--- 给定任务 1 ---
输出年夜饭短文中从“今天是大年三十,一年一度的年夜饭又与我们相约了。”起、到“淡地瞧上一眼,偶尔夹上几筷。”止(含这一处)的原文。

--- 文本块 ---
今天是大年三十,一年一度的年夜饭又与我们相约了。

我在姨婆的带领下,来到了饭店。这时,冷菜已经上了,生煎小鲍鱼、白斩鸡、香辣辣的牛肉……令人垂涎三尺。如果不是顾及餐桌礼仪,这些菜估计一眨眼功夫就会被我们扫得干干净净。

在大家的期盼中,终于开饭了!我左手拿勺,右手握筷,不一会,那冷菜就成了一片狼藉。我舔了舔嘴唇,对着包厢里的镜子照了照,呀,我怎么变成“小花猫”了?刚擦干净,大龙虾、黄金鸡汤、牛肉炒杏鲍菇等菜就陆陆续续上了。我顾不上自己的形象,将筷子一个劲地伸向龙虾盘子。至于其他菜,我只能淡淡地瞧上一眼,偶尔夹上几筷。

--- 给定任务 2 ---
统计下方清单里含有字符串“white”的行有多少,区分大小写,只给出数字。

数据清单
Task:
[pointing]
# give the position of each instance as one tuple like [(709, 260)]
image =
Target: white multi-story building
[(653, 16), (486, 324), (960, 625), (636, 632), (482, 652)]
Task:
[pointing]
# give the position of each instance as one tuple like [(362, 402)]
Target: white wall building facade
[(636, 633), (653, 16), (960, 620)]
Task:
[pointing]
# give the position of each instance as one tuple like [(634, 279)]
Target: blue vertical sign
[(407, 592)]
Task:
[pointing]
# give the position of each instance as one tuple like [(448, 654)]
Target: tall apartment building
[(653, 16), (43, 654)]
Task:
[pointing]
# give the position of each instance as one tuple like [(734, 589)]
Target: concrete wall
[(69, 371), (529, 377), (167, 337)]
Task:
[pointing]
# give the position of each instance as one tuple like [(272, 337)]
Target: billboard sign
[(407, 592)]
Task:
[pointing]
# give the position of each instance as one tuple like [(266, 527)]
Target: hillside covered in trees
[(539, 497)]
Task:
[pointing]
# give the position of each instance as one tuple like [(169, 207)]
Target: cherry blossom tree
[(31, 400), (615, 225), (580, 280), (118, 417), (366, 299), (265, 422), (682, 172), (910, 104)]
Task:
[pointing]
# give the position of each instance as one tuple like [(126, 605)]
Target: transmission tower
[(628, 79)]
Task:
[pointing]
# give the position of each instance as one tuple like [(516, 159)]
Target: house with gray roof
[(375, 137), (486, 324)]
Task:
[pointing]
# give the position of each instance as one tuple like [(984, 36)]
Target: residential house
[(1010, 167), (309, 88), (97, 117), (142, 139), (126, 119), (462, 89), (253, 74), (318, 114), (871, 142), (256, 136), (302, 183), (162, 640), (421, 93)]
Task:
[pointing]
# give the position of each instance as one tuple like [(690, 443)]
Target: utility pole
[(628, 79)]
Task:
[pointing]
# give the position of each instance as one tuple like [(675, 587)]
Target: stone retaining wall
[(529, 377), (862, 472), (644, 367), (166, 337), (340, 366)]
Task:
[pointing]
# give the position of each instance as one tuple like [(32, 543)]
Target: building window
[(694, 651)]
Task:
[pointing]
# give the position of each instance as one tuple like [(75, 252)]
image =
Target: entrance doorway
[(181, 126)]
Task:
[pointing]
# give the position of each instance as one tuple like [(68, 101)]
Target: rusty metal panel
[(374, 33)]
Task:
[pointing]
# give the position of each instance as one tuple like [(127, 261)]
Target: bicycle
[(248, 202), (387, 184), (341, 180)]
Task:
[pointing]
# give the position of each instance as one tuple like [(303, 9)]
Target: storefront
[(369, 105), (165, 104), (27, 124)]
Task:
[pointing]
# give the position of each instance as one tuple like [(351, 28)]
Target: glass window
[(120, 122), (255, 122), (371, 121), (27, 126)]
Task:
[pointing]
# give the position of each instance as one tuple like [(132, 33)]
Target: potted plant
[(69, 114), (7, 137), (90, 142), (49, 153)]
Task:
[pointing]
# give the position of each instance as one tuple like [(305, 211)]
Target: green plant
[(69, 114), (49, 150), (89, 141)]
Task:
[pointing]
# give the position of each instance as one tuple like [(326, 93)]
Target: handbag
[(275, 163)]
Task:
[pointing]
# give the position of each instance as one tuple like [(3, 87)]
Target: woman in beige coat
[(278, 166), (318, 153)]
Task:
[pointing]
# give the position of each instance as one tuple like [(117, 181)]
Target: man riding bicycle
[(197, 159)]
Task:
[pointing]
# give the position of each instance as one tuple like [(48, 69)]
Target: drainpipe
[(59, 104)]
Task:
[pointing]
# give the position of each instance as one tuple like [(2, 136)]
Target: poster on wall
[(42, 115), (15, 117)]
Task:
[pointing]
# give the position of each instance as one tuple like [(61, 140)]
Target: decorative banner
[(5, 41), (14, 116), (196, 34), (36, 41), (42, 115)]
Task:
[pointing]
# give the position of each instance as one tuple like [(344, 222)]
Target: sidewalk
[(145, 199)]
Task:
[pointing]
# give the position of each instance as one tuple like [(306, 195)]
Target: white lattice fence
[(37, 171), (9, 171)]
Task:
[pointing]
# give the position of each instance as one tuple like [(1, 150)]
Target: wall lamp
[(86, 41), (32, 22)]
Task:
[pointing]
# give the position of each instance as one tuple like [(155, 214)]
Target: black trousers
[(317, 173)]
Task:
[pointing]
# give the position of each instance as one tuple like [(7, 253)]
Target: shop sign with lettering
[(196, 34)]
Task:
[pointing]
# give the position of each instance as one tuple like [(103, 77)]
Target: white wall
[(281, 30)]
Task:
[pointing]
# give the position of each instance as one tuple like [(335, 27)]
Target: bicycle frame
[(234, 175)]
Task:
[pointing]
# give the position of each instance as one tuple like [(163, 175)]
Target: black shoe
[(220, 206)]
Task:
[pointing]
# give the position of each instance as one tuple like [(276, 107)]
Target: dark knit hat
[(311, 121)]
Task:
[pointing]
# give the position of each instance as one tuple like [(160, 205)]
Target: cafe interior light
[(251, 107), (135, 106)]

--- 练习作答 1 ---
今天是大年三十,一年一度的年夜饭又与我们相约了。

我在姨婆的带领下,来到了饭店。这时,冷菜已经上了,生煎小鲍鱼、白斩鸡、香辣辣的牛肉……令人垂涎三尺。如果不是顾及餐桌礼仪,这些菜估计一眨眼功夫就会被我们扫得干干净净。

在大家的期盼中,终于开饭了!我左手拿勺,右手握筷,不一会,那冷菜就成了一片狼藉。我舔了舔嘴唇,对着包厢里的镜子照了照,呀,我怎么变成“小花猫”了?刚擦干净,大龙虾、黄金鸡汤、牛肉炒杏鲍菇等菜就陆陆续续上了。我顾不上自己的形象,将筷子一个劲地伸向龙虾盘子。至于其他菜,我只能淡淡地瞧上一眼,偶尔夹上几筷。

--- 练习作答 2 ---
4